WHAT IS ASKED:
Revise the lines below, replacing "identify" with "locate" wherever it occurs and leaving everything else unchanged.

DATA PROVIDED:
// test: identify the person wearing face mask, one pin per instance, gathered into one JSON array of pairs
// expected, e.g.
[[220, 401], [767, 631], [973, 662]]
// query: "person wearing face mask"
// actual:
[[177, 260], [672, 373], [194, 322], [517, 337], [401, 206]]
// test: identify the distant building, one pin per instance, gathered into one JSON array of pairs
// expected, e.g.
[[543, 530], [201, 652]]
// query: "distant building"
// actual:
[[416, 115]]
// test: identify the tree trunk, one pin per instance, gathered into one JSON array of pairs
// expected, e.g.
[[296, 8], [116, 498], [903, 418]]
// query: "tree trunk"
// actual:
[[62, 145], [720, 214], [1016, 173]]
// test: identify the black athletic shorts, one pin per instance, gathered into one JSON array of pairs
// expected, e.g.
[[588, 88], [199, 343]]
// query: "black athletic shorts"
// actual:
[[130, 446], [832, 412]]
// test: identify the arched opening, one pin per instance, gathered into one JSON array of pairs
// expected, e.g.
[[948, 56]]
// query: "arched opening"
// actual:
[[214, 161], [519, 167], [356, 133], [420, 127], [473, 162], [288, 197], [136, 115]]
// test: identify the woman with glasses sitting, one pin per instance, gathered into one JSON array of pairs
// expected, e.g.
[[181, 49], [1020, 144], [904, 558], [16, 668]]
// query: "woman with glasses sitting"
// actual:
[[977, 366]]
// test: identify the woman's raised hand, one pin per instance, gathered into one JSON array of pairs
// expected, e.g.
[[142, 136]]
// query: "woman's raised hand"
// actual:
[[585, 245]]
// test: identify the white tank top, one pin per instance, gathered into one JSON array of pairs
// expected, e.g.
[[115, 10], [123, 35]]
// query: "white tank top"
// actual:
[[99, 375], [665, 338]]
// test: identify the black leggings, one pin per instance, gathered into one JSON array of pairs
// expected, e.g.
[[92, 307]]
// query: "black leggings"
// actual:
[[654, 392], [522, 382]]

EXERCISE SOLUTION:
// test: locate the person wearing face mask, one pin per instance, gathered into one JSON array of pairs
// expected, e.g.
[[220, 401], [767, 631], [973, 662]]
// query: "person wearing face mask"
// actual:
[[177, 260], [672, 373], [194, 322], [517, 337], [401, 206]]
// test: locate the distant building, one pin per instance, gathered into one JSON array of pairs
// expected, e.g.
[[543, 530], [201, 652]]
// query: "distant building"
// actual:
[[416, 115]]
// test: locate the tree trunk, one pin per instance, gathered into one JSON array of pairs
// expected, e.g.
[[296, 8], [116, 498], [903, 418]]
// query: "tree trunk"
// actual:
[[62, 145], [720, 214], [1016, 173]]
// test: locate the black athletic shorts, one pin per instance, gathered into one JSON array of pairs
// expected, e.g.
[[588, 88], [199, 343]]
// query: "black athletic shorts"
// actual:
[[130, 446], [832, 412]]
// test: locate the arched opening, one pin per instance, gathered into one JSON array of pairs
// expected, e.g.
[[948, 56]]
// query: "arched opening"
// actual:
[[214, 161], [519, 167], [356, 133], [420, 127], [473, 162], [288, 197], [136, 115]]
// test: locate the woman with glasses sitting, one pin per instance, gathered into one JSON array of pairs
// expected, e.g.
[[181, 49], [1020, 144], [904, 558], [16, 668]]
// query: "woman with glasses sitting"
// actual:
[[977, 366]]
// test: locate the woman's raised hand, one pin per instance, gathered into one JSON array of pairs
// expected, e.g.
[[142, 136]]
// query: "woman's raised hand"
// actual:
[[585, 245]]
// test: locate the white tank top, one pin per instance, gathered into one JSON array of pairs
// expected, e.g.
[[115, 10], [123, 35]]
// query: "white tank top"
// actual:
[[99, 375], [665, 338]]
// test: locate the black leggings, one pin per instance, gathered into one JSON array of pairs
// expected, e.g.
[[92, 307]]
// query: "black leggings"
// actual:
[[654, 392], [522, 382]]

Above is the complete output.